Document passage section start
Weighing any risk against _that_ cost? I can't make a pursuasive argument that
we shouldn't proceed.

Or as John Donne quipped in 1623, _"... any man's death diminishes me, because
I am involved in mankind. And therefore never send to know for whom the bell
tolls; it tolls for thee."_

------
biophysboy
Grad student who studies DNA here:

CRISPR is just a cool pair of scissors. What makes it cool is its flexibility.
Different target? Pick a different guide RNA.

But think about it. Many of the challenges of using that pair of scissors
still exist. How do we get the scissors to the target? How do we repair the
target after the cut? How often do the scissors work? Can the scissors cut
exactly where we want them too (is there a PAM site nearby)?

Of course, scientists know all these challenges, and they're clever. I would
take a peek at this CRISPR guide
([https://www.addgene.org/crispr/guide/)if](https://www.addgene.org/crispr/guide/\)if)
you want to know how people actually use it.

Another thing that I'm thinking about: DNA is more than a 1D string of code.
Document passage section end
Records section start
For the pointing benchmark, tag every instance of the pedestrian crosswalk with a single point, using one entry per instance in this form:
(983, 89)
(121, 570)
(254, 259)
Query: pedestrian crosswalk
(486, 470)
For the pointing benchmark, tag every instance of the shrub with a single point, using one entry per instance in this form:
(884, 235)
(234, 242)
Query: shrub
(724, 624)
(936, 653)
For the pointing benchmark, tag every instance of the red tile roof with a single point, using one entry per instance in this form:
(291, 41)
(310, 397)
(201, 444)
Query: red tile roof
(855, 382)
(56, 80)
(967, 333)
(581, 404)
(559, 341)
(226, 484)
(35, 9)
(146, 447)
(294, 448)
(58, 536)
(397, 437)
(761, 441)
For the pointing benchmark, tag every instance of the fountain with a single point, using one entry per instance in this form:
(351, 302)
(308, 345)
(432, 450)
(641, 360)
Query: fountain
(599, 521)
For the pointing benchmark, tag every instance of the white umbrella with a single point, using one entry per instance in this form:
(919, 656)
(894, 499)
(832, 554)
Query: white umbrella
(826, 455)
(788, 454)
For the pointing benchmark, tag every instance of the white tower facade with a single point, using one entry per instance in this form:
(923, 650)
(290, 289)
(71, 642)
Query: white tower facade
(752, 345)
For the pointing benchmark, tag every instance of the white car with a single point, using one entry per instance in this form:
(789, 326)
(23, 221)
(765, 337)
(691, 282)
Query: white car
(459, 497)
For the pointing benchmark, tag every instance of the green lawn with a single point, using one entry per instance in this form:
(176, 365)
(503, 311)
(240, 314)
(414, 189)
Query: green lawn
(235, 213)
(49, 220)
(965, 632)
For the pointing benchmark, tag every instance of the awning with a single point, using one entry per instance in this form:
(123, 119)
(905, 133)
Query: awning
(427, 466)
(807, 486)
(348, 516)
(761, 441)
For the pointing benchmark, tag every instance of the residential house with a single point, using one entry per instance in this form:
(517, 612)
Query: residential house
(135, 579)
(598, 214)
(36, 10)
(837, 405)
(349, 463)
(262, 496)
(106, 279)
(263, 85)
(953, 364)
Records section end
Records section start
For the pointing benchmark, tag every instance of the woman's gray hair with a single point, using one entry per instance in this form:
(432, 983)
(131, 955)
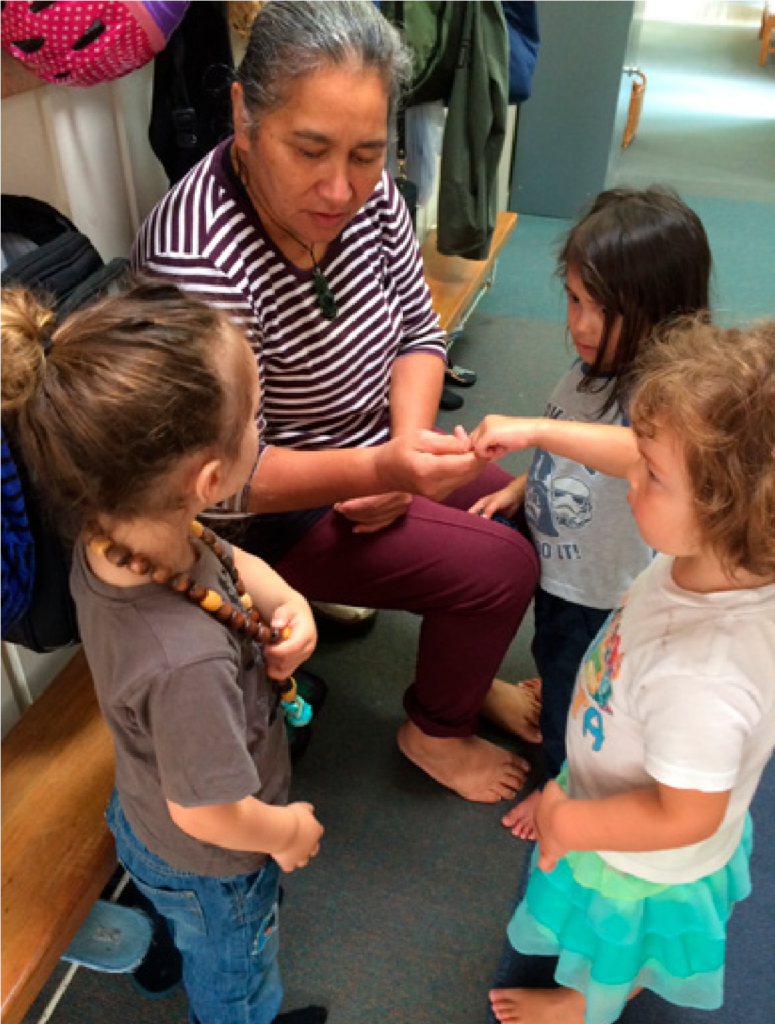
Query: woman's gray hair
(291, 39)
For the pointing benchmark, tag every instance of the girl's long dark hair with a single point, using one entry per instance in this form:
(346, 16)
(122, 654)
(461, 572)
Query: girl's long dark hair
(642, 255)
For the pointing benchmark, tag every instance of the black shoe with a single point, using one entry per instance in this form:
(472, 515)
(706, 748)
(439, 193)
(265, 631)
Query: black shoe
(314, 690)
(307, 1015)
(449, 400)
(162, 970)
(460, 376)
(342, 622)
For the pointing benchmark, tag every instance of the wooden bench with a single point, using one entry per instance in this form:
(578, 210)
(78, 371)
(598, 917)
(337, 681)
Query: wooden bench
Records section end
## [Exercise requirements]
**1)** Summarize the forum thread about CRISPR in three sentences.
**2)** List every challenge of using the scissors that the grad student raises in the forum thread about CRISPR.
**3)** Resume the forum thread about CRISPR from the point where it stops.

## [Responses in order]
**1)** One commenter says they can't argue against proceeding when the risk is weighed against that cost, and quotes John Donne's 1623 lines about any man's death diminishing them. A grad student who studies DNA calls CRISPR a cool pair of scissors whose appeal is flexibility, since a different target only needs a different guide RNA. The student adds that many challenges of using the scissors still exist, and points readers to a CRISPR guide on how people actually use it.

**2)**
- Getting the scissors to the target
- Repairing the target after the cut
- How often the scissors work
- Whether the scissors can cut exactly where wanted, that is, whether a PAM site is nearby

**3)**
It is a semiflexible polymer wrapped around proteins, constantly changing in
space and time. It bends, folds, and interacts with itself. Every cell does
this organization differently. And I haven't even mentioned epigenetics.

I'm not morally opposed to gene editing in the future. But I'm not so sure
we're there yet. Then again, if I were blind, and CRISPR promised a cure...

------
jostmey
Recombinant genetic engineering was invented almost 5 decades ago, and only
recently has it been used on a human embryo. I think humanity has been
remarkably patient pursuing this technology.

It has a bad rap today, but centuries from now how many people will carry
genetic modifications/enhancements from their descendants? How will these
people look back and judge the scientist today? Might they view scientist like
He Jiankui (the chinese scientist responsible for the first genetically
engineered embryo brought to term) as the Copernicus(es) of our time?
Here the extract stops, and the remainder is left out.